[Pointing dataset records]
— START —
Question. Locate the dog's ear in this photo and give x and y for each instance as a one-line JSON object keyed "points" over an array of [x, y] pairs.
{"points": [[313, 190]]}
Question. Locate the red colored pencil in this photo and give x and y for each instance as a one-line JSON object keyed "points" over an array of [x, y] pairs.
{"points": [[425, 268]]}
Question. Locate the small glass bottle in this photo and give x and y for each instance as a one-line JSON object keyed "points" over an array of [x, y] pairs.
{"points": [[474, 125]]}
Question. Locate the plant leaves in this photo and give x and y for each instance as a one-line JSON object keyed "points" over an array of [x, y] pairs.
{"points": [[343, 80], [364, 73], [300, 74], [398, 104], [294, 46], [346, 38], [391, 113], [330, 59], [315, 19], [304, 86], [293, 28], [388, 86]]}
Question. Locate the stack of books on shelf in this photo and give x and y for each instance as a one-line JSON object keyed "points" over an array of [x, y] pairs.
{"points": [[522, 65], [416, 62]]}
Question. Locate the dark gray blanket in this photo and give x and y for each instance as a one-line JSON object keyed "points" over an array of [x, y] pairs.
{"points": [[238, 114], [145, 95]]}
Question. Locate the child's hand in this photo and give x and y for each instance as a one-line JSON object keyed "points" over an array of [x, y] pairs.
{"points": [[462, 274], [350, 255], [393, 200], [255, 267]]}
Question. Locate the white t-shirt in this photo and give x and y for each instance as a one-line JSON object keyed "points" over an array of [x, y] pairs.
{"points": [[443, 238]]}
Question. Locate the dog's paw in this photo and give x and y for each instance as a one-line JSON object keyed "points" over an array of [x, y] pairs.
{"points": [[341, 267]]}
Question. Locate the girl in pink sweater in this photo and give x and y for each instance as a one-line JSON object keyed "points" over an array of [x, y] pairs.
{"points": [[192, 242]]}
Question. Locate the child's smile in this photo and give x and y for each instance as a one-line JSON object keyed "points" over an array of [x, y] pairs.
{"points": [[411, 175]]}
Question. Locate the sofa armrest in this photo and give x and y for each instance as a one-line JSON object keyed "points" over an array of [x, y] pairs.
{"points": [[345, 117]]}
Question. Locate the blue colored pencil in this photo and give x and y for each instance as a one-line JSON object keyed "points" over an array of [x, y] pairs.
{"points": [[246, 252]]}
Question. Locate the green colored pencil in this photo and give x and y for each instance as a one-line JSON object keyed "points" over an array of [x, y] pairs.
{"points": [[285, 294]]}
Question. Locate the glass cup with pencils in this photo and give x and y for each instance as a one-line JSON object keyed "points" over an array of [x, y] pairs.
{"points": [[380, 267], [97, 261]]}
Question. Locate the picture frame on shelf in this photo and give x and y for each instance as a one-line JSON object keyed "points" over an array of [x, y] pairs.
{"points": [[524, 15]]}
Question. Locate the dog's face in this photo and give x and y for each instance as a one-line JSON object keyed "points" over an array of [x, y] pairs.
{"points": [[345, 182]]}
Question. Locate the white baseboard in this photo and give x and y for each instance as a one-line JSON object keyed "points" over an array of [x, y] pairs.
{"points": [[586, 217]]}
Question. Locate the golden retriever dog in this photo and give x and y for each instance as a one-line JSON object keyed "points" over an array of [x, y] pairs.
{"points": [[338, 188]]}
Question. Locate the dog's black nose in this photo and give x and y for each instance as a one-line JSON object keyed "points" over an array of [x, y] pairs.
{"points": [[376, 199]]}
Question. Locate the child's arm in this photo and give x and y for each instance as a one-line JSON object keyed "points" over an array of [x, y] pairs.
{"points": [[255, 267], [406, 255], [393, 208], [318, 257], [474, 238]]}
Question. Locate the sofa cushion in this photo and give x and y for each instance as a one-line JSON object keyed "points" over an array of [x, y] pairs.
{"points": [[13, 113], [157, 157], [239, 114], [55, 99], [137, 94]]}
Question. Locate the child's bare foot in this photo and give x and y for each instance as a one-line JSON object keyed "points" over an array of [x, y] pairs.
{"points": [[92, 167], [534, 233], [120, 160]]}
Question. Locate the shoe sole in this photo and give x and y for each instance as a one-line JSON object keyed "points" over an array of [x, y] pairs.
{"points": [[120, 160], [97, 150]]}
— END —
Exercise prompt: Recopy the entries above in their entirety, exactly.

Response to the exercise:
Question. Locate the dog's ear in this photo and give x and y for each instance as a one-line JSON object keyed "points" over an array of [x, y] pairs.
{"points": [[313, 190]]}
Question. Locate the red colored pencil in this photo and give x and y for each instance as a one-line JSON object keyed "points" over an array of [x, y] pairs.
{"points": [[425, 268]]}
Question. Locate the small glass bottle in this photo and give x and y for each instance as a one-line JSON object keyed "points" over an array of [x, y] pairs.
{"points": [[474, 125]]}
Question. Locate the plant leaves in this photo and give x and y for each instance as a one-line JSON object keyed "points" over an array of [x, y] pairs.
{"points": [[343, 80], [364, 73], [300, 74], [398, 104], [294, 46], [346, 38], [391, 113], [330, 59], [315, 19], [304, 86], [293, 28], [388, 86]]}
Question. Locate the stack of books on shelf in this photo and give x and y for each instance as a one-line JSON object keyed "points" over an array of [x, y] pairs.
{"points": [[522, 65], [416, 62]]}
Question. Locate the dark gray blanket in this photo and give x and y for each instance as a one-line JSON object keyed "points" over an array of [x, y] pairs.
{"points": [[238, 114], [145, 95]]}
Question. Locate the child's hand in this photo and give x and y for each instance as a one-line JSON object keyed "points" over an array of [x, y] pairs.
{"points": [[462, 274], [350, 255], [393, 200], [255, 267]]}
Question. Locate the white t-shirt in this photo and give x and y for each instance as a one-line JSON object keyed "points" over an array of [x, y] pairs.
{"points": [[443, 238]]}
Question. Locate the dog's paw in this photo and give x and y for each instance as a one-line JSON object keyed "points" over an array of [x, y] pairs.
{"points": [[341, 267]]}
Question. Locate the girl in pink sweater in this photo and give x and y for each instance as a one-line JSON object keyed "points" over an array of [x, y] pairs.
{"points": [[192, 242]]}
Question. Locate the child's smile in this photo and give x and y for each instance as a one-line JSON object keyed "points" over an array of [x, y] pairs.
{"points": [[411, 175]]}
Question. Locate the sofa armrest in this photo and give x and y for each instance as a one-line JSON object keyed "points" over an array of [x, y] pairs.
{"points": [[345, 117]]}
Question. Locate the blue colored pencil in this photo and give x and y for each instance as a one-line JSON object keyed "points" over an array of [x, y] pairs.
{"points": [[246, 252]]}
Question. Locate the green colored pencil in this photo and give x and y for each instance as a one-line JSON object keyed "points" over an array of [x, y] pairs.
{"points": [[285, 294]]}
Question. Locate the glass cup with pencils in this photo and give x and y for each instance as a one-line JSON object keyed "points" over an array of [x, y] pairs.
{"points": [[380, 267], [97, 261]]}
Question. Locate the picture frame on shelf in this photo and give x and y for each instance as a one-line JSON object keyed "points" over an array of [x, y] pairs.
{"points": [[524, 15]]}
Question. Locate the dog's face in this photo and give x and y for each instance as a one-line JSON object keyed "points" over an array of [x, y] pairs.
{"points": [[345, 182]]}
Question. Locate the white baseboard in this photo and give x and y for each instance as a one-line JSON object keyed "points" over an array of [x, y] pairs.
{"points": [[586, 217]]}
Question. Locate the golden retriever dog in this photo and give x and y for each instance as a one-line JSON object keyed "points" over an array of [x, y] pairs.
{"points": [[338, 188]]}
Question. Locate the dog's black nose in this photo and give x and y for each instance as a one-line JSON object keyed "points" over an array of [x, y] pairs.
{"points": [[376, 199]]}
Question. Locate the child's arm in this photo and give x and y for each instance as a one-line JSON object keyed "points" over an array of [x, y] pairs.
{"points": [[255, 267], [406, 255], [393, 208], [318, 257], [474, 238]]}
Question. Locate the sofa cushion in this photo and give x and y for each instance as a one-line JSON object keyed "points" over an array of [x, y] pairs.
{"points": [[13, 113], [157, 157], [239, 114], [55, 99], [137, 94]]}
Question. Locate the child's bare foot in this photo and give x and y for each instance as a one-line JSON object keyed "points" over an array of [x, y] pairs.
{"points": [[92, 167], [534, 233], [120, 160]]}
Question. Locate the shoe sole in this photo and give x and y for each instance as a one-line JSON object keyed "points" over an array of [x, y] pairs.
{"points": [[120, 160], [97, 150]]}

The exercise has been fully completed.